I guess Tyra didn’t let those larger institutional and social forces serve as setbacks or interruptions in her career.  She gleaned what she could learn from that situation and pushed forward.

Now it is the time for my reflection.

40pic-every gray hair tells a story(Image originally found on Google Images)

J. Victoria Saunders tweeted a link to her Tumblr page recently that addressed 35 nuggets of wisdom she has learned at the age of 35. (http://jvictoriasanders.com/post/41215634293/thirty-five-in-honor-of-35-the-mid-thirties-sounds.)  She inspired me to come up with my own 40 for 40.  It is a work-in-progress.

Things I Have Learned About Life & Writing While Approaching 40

  1. Revenge is a dish best served by karma, not by me.
  2. Stay in my lane.
  3. Listen to my intuition.
  4. Every adversity deepens character and perseverance breeds strength.
  5. There is a reason why I can’t change my past:  Everything was supposed to happen.
  6. Learn to deal with being outside of my comfort zone.
  7. My mind is my Achilles heel.
  8. Stop being my worst inner critic.
  9. If I feel like crap on the inside, people will treat me like crap. That crap will also color my perspective.
  10. I define what normal is.
  11. Beauty truly does come from within.
  12. Don’t  internalize the actions of others into your stream of consciousness.
  13. Cherish the ones you love while they are still here.
  14. If it is true love, it will always come back to you.
  15. There is a time and place to burn bridges.
  16. When opportunity knocks at the door, always answer it.  It may never present itself again.
  17. Everyone has a purpose. Be prepared for it to change during different times in life.
  18. My thoughts and actions sometimes create my circumstances.
  19. Always look  at a situation from someone else’s perspective.
  20. Forgiveness frees you from unresolved anger growing into outward manifestations of illness and unhappiness.
  21. Unforgiveness changes you, and usually that change is not a positive one.
  22. The path that helped you run away from your problems will always lead you back to them.
  23. To have peace, I must relinquish control.
  24. Being sensitive is not a sign of weakness.
  25. Making it real and being realistic in my writing are related.  Strive for sentiment instead of sensationalism.
  26. Don’t imprint on my characters and writing too much. There is a difference between writing for self and writing for      others.
  27. Writing is an ongoing, lifetime journey of learning and discovery.
  28. Let the muse reign.
  29. Do not pimp out your muse.  Stay true to your style of writing.
  30. Every masterpiece, written or human, has its own imperfections. They add to the composition’s beauty.
  31. Ground my  reader into the concrete instead of the abstract.  Let my nouns and verbs, not my adverbs and adjectives, carry the narrative.
  32. My writing  is not my personal cache of words I know.  Use clear word choice to convey understanding to my reader, not the long, sultry affair with Webster.
  33. If a  character is the narrator of the story, he or she cannot die at the end of the story.  If the character begins the story, he or she must end it.
  34. The creative and the critical can exist in the same written discourse.
  35. Honor the process of writing in truth in order to be of service to my readers.
  36. Reading and writing are symbiotic processes.  You must read extensively and study professional models of writing in order to hone your writing.
  37. Back story  should be woven seamlessly into the narrative.
  38. Write and order each sentence with care. Each sentence should be able to link the reader to the larger narrative just like a piece of yarn remains connected to its skein.
  39. The  placement of a punctuation mark can modify the meaning of a sentence.
  40. Do not be  afraid to reinvent myself even if it means rebuilding my life.

Being a writer, at any age, involves reinvention and letting go.  Our experiences drive our creative process. We must transition throughout our lifetimes even though the process seems more amplified.

Additional information about punctuation as rhetorical grammar can be found in Noah Lukeman’s A Dash of Style:  The Art and Mastery of Punctuation.

What lessons have you learned about writing and/or life?

## BRIEF A
What book does the post name for more on punctuation as rhetorical grammar?
## BRIEF B
Print everything in the post from "14. If it is true" down to "must relinquish control.".
You won't need the data for this.

## LISTED RECORDS
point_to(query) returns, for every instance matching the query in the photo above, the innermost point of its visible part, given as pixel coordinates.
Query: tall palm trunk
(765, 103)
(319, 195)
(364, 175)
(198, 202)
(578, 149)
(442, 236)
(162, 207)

## TASK RESULT A
Noah Lukeman's A Dash of Style: The Art and Mastery of Punctuation.

## TASK RESULT B
14. If it is true love, it will always come back to you.
  15. There is a time and place to burn bridges.
  16. When opportunity knocks at the door, always answer it.  It may never present itself again.
  17. Everyone has a purpose. Be prepared for it to change during different times in life.
  18. My thoughts and actions sometimes create my circumstances.
  19. Always look  at a situation from someone else’s perspective.
  20. Forgiveness frees you from unresolved anger growing into outward manifestations of illness and unhappiness.
  21. Unforgiveness changes you, and usually that change is not a positive one.
  22. The path that helped you run away from your problems will always lead you back to them.
  23. To have peace, I must relinquish control.